Job —
Count how many lines in the following listing contain the string "below". Reply with the number only.
--- Entries provided ---
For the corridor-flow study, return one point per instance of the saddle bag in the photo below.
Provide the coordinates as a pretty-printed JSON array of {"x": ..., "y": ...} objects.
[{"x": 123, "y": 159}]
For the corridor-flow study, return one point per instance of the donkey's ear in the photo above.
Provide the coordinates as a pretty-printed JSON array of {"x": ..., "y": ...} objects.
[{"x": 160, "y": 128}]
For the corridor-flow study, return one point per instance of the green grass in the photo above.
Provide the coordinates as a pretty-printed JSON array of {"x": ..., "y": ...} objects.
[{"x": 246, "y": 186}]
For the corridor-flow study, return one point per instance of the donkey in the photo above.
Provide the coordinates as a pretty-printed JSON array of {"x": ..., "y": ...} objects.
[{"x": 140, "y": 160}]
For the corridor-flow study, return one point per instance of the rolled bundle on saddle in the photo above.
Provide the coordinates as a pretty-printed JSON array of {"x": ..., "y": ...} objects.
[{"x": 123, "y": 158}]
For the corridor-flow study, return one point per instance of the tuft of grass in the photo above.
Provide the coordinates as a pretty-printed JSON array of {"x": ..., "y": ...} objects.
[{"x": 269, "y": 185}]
---
--- Entries provided ---
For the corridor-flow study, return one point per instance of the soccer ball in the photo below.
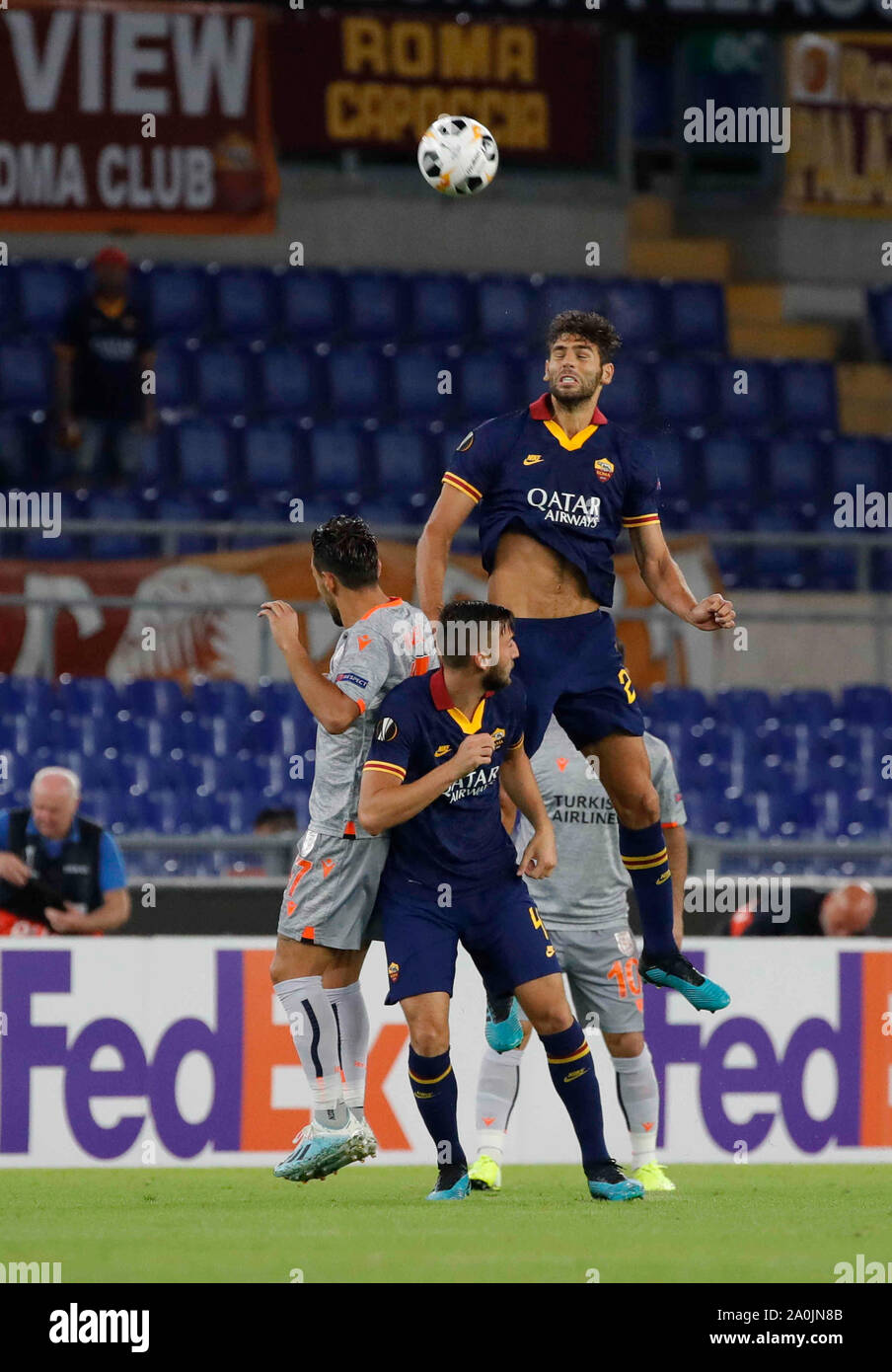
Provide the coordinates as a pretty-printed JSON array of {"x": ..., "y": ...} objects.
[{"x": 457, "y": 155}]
---
--- Entries provided ---
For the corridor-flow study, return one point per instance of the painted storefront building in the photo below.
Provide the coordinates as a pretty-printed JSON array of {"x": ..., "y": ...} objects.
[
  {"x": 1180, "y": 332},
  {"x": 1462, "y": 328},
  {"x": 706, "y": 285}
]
---
Response to the exercise —
3